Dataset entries
============================================================
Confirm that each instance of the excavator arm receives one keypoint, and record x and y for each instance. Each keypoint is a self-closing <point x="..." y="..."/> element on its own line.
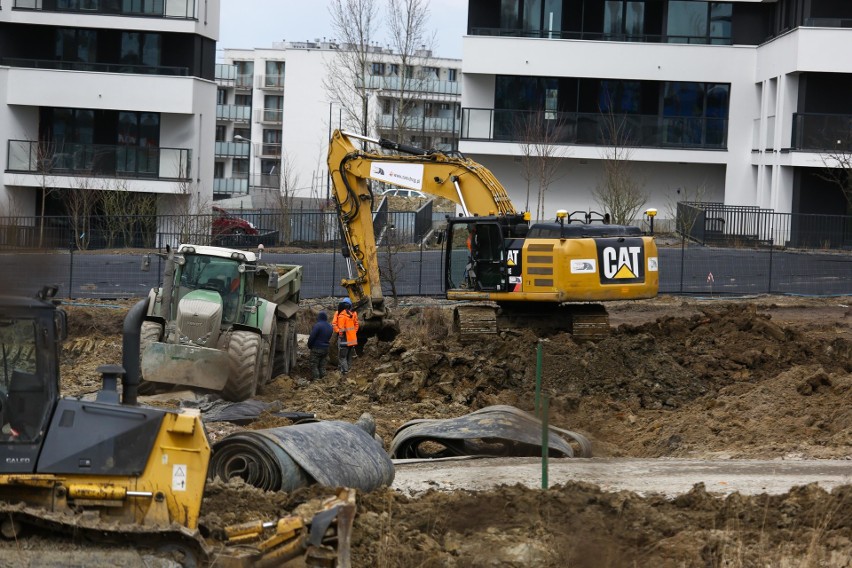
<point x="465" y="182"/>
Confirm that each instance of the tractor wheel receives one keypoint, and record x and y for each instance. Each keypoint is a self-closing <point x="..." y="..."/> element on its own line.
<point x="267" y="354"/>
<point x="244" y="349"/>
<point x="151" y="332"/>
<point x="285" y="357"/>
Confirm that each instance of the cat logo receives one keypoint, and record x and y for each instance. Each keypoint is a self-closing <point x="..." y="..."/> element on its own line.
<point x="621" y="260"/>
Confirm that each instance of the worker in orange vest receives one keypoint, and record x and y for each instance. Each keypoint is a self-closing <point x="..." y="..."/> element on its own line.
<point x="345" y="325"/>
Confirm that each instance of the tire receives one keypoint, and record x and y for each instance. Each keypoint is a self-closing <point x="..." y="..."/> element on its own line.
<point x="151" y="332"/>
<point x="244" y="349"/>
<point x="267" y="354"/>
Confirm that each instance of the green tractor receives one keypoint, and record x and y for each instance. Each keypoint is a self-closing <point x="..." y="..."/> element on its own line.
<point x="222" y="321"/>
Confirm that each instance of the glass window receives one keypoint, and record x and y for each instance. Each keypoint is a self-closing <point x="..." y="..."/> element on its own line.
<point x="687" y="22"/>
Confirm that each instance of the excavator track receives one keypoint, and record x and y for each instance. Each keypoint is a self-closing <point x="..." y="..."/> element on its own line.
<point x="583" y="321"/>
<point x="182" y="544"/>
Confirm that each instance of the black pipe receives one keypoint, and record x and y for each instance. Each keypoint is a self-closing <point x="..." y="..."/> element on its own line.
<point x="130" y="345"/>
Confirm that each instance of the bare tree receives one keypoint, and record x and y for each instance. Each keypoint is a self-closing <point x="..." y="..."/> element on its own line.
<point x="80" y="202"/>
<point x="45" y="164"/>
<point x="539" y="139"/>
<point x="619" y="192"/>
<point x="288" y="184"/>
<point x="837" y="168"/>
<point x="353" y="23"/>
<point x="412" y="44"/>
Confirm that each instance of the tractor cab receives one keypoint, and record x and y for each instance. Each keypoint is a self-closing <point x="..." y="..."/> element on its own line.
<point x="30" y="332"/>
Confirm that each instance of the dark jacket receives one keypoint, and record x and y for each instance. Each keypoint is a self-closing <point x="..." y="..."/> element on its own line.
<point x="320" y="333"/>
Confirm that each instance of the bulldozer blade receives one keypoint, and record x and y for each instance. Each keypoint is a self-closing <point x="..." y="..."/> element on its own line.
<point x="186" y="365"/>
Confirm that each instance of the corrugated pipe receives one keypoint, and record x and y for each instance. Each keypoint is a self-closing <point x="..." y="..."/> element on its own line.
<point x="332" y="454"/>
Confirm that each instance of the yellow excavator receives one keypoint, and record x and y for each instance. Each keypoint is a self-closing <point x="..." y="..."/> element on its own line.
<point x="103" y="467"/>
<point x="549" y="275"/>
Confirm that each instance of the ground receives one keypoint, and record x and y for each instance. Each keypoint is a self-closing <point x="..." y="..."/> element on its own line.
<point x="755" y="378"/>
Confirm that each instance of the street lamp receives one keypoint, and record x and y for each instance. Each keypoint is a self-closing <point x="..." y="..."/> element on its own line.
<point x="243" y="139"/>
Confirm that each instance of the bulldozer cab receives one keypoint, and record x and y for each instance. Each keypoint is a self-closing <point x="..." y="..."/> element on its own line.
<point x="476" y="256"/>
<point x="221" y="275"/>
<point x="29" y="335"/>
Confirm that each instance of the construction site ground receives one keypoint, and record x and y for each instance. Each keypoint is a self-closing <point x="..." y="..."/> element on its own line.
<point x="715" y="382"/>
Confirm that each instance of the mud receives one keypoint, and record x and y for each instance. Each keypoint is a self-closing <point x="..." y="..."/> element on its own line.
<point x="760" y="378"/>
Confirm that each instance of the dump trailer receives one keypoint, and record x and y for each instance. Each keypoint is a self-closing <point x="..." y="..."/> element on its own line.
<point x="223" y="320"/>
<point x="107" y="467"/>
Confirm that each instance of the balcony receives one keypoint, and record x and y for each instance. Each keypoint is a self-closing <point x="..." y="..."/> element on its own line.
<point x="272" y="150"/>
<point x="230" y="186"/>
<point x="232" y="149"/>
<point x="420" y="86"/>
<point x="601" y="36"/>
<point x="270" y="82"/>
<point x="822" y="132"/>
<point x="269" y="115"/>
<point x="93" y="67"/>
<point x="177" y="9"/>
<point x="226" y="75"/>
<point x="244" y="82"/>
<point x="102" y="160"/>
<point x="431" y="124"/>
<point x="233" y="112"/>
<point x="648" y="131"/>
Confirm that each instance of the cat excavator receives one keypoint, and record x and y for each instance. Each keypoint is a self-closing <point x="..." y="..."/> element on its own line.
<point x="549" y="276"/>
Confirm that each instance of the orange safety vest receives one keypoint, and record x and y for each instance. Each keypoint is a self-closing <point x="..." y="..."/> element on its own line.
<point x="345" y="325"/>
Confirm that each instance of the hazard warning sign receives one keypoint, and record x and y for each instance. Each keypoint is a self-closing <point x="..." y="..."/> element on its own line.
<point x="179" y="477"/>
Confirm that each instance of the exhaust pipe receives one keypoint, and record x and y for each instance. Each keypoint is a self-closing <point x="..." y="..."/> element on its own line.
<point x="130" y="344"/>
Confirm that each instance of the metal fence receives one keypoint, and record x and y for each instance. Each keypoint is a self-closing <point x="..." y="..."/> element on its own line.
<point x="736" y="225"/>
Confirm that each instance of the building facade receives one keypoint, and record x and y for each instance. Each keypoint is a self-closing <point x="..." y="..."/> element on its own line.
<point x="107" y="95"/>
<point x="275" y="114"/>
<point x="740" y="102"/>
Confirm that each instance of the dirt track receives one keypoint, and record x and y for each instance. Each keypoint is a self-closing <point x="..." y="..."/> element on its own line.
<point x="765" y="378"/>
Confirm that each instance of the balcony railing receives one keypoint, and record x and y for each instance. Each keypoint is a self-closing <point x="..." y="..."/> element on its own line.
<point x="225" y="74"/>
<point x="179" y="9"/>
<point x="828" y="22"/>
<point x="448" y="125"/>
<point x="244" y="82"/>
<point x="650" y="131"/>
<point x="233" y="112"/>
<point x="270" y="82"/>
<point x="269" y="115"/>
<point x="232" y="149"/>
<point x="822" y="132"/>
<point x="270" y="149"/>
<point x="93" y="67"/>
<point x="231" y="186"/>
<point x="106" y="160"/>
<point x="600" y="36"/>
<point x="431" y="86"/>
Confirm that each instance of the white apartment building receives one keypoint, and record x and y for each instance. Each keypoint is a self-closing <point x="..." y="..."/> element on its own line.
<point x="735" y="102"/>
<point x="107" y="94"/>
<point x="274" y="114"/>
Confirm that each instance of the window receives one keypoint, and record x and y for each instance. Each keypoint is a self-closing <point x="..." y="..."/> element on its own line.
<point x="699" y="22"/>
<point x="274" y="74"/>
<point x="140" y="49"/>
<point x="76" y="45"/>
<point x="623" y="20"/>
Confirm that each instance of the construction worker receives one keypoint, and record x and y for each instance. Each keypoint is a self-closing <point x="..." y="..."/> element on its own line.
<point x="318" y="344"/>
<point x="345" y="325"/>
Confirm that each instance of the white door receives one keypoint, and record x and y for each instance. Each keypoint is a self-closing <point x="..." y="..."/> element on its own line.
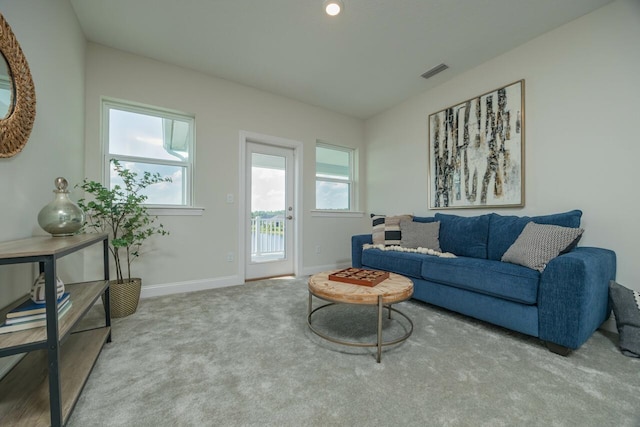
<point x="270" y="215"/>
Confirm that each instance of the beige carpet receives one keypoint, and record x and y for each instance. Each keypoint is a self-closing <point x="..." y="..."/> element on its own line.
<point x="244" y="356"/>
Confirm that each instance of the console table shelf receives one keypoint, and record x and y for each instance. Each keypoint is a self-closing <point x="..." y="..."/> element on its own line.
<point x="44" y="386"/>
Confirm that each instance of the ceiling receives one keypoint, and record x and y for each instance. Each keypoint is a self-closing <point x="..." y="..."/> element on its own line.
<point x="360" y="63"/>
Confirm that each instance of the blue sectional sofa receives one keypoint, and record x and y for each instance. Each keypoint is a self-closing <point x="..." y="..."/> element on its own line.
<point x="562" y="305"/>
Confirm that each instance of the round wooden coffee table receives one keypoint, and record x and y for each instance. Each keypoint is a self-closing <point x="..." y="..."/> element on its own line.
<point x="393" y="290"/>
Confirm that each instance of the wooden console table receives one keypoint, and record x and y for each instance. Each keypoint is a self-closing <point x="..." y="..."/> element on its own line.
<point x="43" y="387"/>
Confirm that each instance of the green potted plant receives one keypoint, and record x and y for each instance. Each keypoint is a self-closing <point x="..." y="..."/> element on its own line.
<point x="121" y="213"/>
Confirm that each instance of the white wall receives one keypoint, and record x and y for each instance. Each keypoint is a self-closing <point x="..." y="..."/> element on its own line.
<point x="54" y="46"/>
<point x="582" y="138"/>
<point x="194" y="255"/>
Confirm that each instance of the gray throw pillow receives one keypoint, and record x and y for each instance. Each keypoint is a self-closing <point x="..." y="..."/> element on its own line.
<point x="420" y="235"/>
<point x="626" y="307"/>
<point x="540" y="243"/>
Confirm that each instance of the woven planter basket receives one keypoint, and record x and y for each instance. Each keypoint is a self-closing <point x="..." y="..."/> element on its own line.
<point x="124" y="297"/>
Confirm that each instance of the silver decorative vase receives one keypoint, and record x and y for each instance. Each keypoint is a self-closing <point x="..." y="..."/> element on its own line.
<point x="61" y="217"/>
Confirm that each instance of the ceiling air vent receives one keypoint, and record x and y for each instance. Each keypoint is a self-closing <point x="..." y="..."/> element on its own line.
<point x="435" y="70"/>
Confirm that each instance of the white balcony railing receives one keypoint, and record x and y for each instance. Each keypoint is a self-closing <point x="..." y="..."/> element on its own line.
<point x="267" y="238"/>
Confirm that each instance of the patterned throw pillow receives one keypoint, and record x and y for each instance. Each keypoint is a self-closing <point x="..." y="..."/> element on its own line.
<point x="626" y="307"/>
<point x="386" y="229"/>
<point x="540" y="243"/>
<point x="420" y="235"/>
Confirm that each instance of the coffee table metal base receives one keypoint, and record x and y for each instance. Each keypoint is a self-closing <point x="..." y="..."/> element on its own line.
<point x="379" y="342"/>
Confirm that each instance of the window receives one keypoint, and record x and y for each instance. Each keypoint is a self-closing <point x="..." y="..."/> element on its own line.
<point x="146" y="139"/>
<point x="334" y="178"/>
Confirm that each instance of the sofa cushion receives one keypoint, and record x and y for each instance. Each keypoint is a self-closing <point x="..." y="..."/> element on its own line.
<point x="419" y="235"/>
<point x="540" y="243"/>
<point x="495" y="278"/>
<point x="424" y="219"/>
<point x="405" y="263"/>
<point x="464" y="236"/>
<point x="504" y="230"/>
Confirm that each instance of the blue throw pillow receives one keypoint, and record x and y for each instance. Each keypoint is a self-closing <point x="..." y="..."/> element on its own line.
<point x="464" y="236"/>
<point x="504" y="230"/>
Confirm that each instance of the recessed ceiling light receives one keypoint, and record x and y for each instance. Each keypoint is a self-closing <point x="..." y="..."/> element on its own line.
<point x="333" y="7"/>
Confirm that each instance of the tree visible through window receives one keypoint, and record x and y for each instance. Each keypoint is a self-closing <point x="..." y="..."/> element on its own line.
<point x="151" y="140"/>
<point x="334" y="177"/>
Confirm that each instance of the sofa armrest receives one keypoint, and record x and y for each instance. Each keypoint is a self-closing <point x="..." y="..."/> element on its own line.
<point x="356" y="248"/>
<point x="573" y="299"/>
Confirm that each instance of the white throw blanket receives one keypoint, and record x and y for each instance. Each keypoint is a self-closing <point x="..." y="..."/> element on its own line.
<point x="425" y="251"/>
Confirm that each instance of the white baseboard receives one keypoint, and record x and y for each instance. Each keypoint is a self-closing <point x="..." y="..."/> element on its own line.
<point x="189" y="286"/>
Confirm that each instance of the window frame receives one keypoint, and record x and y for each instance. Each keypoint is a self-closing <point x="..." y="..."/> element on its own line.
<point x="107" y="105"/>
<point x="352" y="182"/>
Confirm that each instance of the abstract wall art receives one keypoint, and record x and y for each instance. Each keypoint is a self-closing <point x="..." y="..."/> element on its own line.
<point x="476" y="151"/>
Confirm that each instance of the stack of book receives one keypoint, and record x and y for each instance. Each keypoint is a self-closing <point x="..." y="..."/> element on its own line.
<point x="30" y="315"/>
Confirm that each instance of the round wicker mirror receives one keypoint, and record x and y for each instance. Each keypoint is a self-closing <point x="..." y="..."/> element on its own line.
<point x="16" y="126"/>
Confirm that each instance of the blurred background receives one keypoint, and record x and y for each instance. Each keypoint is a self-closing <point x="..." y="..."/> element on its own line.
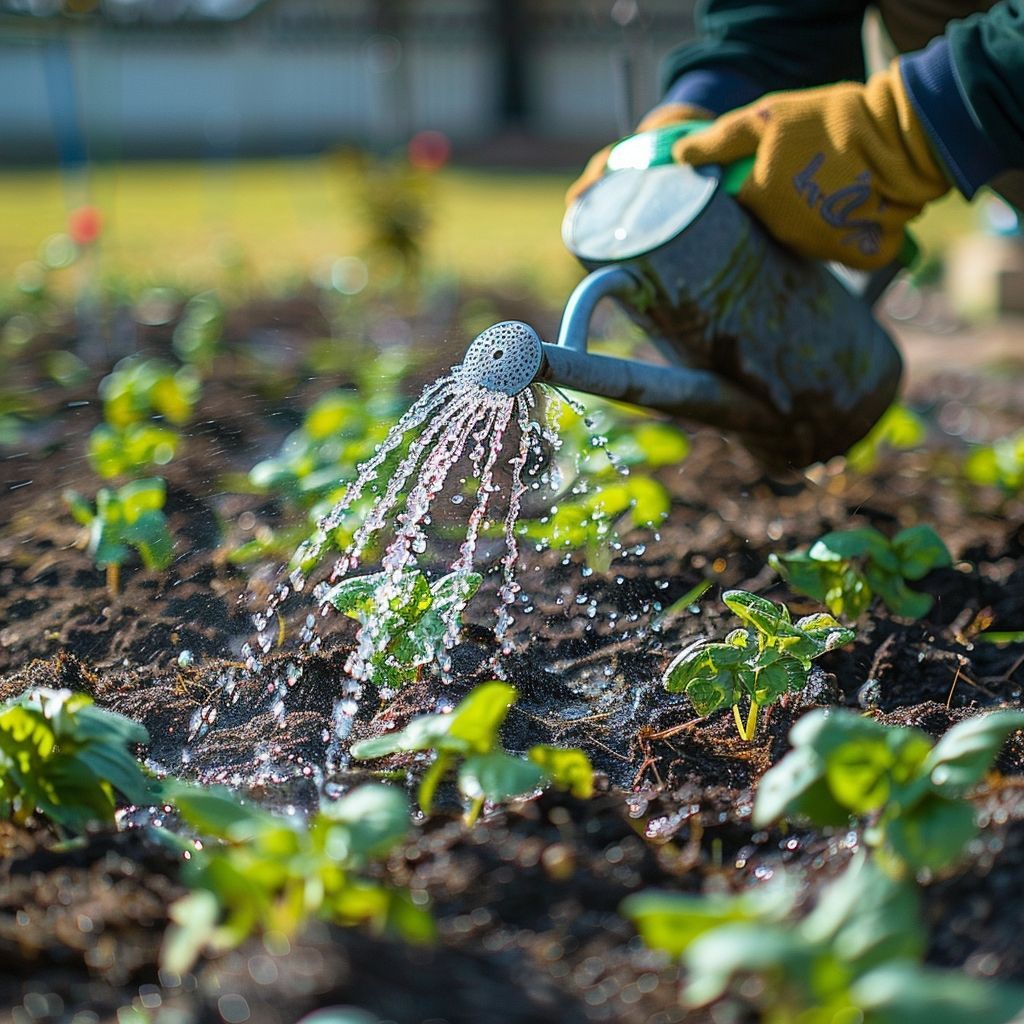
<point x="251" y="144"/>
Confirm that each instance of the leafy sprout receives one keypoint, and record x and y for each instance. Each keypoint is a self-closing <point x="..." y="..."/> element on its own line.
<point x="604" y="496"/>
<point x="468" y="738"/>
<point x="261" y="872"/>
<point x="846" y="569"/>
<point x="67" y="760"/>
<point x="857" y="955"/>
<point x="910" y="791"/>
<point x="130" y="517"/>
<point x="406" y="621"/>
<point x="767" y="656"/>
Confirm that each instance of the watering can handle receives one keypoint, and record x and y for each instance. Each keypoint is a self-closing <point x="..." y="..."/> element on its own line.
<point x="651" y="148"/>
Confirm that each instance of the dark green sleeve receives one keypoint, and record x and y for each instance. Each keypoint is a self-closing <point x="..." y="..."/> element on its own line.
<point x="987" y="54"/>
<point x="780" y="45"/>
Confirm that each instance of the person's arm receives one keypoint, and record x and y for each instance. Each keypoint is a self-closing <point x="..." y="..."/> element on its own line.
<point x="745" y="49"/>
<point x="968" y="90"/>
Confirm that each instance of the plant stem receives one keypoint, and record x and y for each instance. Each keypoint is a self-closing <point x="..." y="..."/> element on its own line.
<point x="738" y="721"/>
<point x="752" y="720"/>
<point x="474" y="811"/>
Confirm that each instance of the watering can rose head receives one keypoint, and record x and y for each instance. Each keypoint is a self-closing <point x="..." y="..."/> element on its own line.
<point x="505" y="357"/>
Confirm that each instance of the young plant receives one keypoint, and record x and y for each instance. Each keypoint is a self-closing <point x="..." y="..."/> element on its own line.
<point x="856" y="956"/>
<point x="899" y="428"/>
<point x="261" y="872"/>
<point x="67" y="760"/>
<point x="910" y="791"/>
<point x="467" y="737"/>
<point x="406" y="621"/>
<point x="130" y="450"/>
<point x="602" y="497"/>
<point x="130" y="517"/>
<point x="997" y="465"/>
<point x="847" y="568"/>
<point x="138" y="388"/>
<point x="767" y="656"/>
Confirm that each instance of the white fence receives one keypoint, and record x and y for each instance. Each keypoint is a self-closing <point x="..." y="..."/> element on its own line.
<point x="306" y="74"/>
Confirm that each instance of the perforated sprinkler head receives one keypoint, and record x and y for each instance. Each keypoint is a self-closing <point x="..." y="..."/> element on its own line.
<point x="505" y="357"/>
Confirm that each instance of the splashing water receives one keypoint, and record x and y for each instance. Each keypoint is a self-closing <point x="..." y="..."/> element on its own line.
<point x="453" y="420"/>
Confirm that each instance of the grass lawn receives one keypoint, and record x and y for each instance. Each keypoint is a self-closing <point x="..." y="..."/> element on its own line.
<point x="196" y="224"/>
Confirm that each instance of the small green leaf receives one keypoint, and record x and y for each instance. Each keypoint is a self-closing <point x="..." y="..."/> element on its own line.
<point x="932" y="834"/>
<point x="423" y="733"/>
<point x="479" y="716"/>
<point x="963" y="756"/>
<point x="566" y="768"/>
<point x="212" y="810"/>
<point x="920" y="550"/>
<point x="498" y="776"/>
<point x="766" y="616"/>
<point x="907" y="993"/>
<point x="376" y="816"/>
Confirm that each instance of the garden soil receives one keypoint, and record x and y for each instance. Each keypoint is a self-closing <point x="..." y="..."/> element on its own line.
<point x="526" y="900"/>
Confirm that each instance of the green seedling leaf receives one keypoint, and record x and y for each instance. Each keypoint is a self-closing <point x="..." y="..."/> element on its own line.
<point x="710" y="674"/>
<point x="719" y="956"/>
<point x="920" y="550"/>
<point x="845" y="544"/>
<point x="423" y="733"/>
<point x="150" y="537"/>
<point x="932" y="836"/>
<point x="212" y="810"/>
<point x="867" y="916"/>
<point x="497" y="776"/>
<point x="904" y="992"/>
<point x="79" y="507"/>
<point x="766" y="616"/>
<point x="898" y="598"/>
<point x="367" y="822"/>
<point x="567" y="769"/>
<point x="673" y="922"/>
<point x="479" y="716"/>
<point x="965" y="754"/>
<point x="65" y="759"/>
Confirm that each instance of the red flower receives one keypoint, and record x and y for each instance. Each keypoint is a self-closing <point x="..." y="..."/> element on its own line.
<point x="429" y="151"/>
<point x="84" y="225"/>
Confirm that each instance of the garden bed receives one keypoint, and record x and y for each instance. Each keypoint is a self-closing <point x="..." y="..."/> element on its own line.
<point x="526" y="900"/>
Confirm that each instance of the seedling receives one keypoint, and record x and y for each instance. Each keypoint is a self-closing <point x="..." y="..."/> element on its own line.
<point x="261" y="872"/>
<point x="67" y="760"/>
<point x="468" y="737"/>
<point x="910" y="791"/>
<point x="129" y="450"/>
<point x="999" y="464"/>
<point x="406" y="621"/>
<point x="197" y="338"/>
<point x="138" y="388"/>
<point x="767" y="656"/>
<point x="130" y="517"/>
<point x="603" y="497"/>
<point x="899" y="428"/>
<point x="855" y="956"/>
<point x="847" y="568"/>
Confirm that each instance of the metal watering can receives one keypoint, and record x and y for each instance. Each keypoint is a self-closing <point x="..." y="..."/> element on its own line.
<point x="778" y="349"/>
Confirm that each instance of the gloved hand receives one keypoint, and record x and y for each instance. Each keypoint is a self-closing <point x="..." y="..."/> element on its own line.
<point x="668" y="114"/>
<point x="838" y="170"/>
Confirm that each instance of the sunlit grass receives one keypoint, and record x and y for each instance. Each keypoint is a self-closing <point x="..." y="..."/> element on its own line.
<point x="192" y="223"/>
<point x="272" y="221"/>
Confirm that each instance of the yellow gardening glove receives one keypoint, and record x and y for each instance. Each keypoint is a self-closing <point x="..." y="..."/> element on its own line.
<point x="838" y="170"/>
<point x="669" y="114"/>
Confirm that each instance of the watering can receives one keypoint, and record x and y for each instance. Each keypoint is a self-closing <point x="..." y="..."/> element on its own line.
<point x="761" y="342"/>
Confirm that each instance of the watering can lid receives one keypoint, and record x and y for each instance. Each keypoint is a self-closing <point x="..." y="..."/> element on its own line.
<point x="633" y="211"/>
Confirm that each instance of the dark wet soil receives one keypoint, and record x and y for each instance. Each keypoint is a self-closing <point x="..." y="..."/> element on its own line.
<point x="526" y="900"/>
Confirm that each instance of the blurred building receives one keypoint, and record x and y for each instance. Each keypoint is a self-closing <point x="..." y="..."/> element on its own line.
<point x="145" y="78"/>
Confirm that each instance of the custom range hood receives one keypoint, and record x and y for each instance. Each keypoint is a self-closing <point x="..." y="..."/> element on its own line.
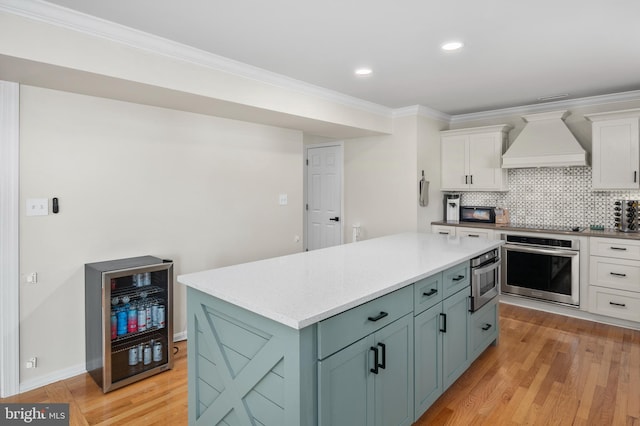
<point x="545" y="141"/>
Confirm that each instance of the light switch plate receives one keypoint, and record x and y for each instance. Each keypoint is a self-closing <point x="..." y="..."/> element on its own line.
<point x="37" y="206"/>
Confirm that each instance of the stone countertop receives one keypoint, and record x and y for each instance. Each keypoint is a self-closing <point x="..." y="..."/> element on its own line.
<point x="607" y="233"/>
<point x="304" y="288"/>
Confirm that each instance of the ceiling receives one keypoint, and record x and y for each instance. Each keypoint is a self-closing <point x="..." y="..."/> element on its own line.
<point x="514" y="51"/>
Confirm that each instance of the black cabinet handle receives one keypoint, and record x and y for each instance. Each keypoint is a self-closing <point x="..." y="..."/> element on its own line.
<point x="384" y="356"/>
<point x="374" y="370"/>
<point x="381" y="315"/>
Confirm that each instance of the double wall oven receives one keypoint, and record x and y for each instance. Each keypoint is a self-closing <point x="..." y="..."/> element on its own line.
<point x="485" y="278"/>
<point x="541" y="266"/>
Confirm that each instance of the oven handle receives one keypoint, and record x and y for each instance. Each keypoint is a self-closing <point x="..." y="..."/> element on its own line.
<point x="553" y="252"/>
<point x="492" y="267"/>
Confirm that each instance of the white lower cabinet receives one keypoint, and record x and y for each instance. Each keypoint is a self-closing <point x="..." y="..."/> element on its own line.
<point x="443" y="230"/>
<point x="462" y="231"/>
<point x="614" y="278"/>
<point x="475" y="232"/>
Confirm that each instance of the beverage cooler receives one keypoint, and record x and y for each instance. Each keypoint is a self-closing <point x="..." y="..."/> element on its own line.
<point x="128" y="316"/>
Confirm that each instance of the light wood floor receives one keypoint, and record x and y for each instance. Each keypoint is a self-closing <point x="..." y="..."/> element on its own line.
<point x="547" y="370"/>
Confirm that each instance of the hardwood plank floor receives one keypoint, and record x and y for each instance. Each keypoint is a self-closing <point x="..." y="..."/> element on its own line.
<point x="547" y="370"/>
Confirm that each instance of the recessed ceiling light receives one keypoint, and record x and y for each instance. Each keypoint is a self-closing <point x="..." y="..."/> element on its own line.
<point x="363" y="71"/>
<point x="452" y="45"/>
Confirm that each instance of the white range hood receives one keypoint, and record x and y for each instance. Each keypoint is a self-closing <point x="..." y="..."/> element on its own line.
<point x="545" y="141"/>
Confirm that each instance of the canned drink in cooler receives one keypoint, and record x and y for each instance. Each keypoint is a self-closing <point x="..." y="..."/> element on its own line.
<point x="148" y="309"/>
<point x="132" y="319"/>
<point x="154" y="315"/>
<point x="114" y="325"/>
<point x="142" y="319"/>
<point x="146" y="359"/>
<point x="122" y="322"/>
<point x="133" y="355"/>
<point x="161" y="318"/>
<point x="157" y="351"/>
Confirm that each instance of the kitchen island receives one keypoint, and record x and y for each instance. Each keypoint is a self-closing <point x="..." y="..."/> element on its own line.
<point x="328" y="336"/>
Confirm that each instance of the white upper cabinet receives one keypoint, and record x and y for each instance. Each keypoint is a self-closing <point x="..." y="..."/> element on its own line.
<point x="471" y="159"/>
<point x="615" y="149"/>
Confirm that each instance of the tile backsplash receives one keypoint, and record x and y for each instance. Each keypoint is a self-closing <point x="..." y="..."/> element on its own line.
============================================================
About this task: From the line with "Confirm that each instance of the white upper" to the final line of the data above, please reproduce every line exactly and add nothing.

Written reply:
Confirm that each instance of the white upper cabinet receives one keypoint, and record x and y for each instance. Each keypoint is a self-closing <point x="..." y="..."/> element on its own line.
<point x="471" y="159"/>
<point x="615" y="149"/>
Confirm that each instance of the tile backsplash receives one keypoint, and record x and y for each instance. Each keypoint is a self-closing <point x="..." y="..."/> element on its own line.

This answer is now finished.